Task description — Count the lines in the data below that contain the string "hand", treating uppercase and lowercase as different, and give only the number.

Material to process —
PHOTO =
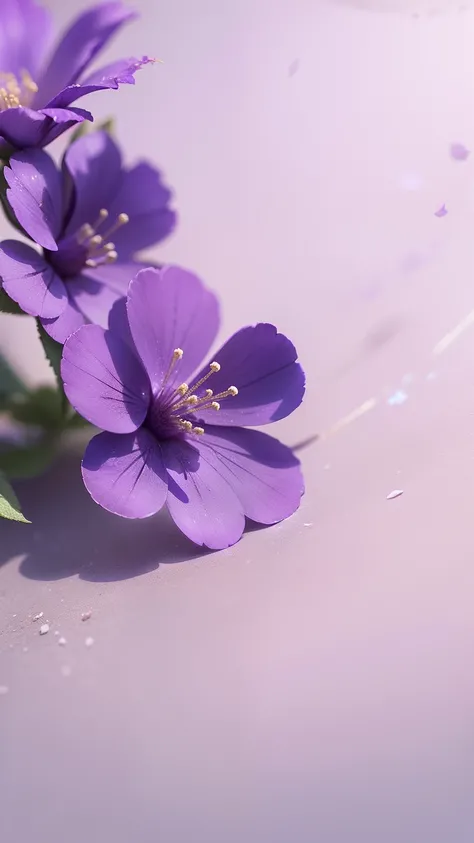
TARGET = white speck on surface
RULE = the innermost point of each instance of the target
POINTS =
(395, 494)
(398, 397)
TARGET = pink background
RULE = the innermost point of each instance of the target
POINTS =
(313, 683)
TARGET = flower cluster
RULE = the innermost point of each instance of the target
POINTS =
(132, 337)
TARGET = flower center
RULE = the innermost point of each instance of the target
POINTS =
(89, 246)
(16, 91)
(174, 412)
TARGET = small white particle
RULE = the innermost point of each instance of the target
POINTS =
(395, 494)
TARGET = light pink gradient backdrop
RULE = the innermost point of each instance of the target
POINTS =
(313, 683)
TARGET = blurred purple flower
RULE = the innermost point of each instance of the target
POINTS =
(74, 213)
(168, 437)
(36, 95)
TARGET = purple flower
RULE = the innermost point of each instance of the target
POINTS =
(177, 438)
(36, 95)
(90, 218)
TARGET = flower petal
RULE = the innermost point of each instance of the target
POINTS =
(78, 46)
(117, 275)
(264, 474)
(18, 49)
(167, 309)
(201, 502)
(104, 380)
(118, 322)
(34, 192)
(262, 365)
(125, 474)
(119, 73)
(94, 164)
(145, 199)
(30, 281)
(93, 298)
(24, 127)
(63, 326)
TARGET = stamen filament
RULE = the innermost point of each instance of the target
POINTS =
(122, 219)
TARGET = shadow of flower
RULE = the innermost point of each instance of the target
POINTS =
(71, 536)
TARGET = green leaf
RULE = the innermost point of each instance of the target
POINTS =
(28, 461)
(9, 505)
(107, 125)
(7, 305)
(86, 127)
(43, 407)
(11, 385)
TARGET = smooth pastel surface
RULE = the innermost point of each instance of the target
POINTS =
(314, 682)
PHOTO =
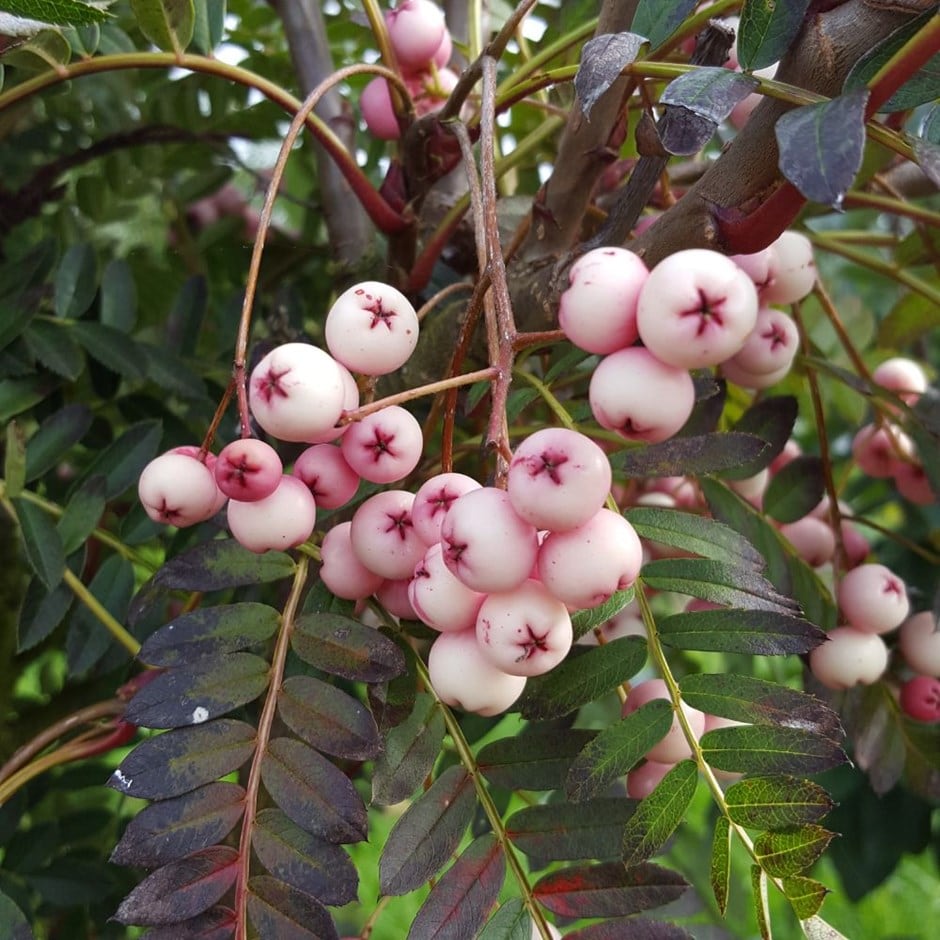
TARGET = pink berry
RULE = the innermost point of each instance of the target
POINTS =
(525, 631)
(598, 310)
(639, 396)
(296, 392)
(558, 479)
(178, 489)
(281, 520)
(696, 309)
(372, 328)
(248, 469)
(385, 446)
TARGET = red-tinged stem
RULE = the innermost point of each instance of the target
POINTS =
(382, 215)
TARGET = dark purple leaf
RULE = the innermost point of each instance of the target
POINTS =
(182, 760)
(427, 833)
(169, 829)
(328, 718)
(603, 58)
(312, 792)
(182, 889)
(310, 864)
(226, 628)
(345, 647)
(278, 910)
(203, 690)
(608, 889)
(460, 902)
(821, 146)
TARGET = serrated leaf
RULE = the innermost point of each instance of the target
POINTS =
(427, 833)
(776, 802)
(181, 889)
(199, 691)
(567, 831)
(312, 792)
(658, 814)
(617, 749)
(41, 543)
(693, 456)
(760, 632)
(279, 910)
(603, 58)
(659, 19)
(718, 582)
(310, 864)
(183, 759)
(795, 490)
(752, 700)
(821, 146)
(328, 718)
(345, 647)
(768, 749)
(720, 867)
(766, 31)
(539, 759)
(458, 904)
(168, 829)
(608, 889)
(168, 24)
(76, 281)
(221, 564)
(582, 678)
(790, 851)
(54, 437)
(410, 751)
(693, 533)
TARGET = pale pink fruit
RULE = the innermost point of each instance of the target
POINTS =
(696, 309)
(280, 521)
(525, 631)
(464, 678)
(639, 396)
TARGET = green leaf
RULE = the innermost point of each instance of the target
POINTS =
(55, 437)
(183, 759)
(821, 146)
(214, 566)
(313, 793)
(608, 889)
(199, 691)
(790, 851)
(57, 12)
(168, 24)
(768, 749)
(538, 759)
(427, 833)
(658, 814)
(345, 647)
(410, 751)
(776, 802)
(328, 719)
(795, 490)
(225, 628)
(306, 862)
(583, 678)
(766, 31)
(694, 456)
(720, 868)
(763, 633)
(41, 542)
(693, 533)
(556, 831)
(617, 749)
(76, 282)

==

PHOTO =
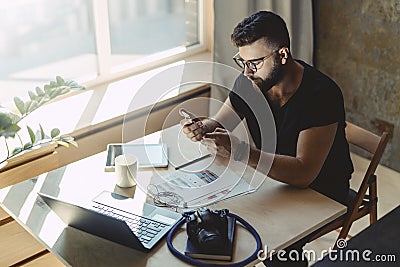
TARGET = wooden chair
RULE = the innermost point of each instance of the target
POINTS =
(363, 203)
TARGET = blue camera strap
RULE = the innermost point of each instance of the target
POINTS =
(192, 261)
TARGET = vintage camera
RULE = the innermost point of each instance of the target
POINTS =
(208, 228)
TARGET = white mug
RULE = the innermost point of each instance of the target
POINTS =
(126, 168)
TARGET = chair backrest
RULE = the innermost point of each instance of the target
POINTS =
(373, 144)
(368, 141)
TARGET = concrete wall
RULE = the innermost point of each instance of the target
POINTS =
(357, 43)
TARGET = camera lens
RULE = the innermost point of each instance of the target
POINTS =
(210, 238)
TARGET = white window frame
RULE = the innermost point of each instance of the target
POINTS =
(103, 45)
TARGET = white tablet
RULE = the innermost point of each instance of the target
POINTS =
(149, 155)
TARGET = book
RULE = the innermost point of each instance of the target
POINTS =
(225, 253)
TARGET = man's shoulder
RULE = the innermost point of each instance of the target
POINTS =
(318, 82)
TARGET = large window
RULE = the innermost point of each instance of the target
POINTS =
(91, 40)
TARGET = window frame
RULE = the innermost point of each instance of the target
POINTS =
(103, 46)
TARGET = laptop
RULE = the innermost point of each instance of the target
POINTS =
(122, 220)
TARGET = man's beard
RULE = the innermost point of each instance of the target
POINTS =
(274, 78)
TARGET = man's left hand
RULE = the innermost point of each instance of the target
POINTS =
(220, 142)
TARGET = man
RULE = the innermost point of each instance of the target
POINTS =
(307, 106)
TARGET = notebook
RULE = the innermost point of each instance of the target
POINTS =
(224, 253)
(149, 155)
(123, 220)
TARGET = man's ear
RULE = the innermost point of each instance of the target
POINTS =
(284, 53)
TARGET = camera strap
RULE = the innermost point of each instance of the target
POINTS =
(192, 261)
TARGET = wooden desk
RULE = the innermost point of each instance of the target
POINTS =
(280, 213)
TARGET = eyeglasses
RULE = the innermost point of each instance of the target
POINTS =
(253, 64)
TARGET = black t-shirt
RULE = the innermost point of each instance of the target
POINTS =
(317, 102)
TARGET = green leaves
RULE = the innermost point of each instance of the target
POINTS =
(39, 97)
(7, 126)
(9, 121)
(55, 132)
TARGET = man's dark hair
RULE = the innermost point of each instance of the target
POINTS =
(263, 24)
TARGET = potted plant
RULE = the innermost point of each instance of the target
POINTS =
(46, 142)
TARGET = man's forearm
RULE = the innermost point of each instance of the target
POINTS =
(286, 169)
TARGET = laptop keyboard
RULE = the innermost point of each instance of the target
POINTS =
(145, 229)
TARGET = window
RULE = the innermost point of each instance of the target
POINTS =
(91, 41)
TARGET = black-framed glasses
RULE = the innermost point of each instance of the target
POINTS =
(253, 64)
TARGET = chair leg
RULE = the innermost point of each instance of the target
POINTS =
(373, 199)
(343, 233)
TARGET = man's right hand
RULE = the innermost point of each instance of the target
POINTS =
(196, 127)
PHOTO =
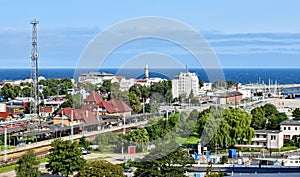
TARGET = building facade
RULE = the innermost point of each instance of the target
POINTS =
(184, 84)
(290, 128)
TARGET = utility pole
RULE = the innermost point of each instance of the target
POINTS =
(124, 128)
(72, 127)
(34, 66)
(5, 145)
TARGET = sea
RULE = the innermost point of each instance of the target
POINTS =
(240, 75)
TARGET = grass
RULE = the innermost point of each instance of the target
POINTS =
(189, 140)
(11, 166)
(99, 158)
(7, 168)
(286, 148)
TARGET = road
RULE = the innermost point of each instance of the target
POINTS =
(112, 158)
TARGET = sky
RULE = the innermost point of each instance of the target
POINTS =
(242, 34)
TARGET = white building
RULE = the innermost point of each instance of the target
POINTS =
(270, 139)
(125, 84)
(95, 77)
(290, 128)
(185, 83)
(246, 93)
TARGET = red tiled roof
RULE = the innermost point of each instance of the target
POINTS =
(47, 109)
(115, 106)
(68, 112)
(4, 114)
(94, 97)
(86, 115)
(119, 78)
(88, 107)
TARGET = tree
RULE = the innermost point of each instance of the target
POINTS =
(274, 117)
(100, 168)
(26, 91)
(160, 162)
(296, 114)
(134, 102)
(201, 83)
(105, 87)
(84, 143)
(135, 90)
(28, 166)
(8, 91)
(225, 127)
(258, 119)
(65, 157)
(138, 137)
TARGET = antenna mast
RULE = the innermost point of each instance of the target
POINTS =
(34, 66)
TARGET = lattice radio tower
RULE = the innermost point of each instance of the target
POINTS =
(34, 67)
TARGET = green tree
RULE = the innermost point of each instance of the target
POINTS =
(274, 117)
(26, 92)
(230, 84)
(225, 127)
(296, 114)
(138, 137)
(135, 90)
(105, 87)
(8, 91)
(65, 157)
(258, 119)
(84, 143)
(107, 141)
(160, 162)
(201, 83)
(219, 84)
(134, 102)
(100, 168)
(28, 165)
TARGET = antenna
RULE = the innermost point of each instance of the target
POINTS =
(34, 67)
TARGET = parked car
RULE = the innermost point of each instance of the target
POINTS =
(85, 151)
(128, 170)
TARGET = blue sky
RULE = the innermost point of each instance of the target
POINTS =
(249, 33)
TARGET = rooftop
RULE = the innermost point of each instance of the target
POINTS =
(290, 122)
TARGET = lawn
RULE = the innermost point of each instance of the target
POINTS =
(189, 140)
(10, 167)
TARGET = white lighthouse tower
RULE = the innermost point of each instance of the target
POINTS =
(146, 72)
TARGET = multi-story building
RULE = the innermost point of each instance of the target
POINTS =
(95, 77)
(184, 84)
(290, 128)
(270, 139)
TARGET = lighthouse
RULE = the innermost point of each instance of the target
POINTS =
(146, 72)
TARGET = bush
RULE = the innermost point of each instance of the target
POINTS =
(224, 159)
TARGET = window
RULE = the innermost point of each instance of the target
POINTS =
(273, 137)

Output for this task — 2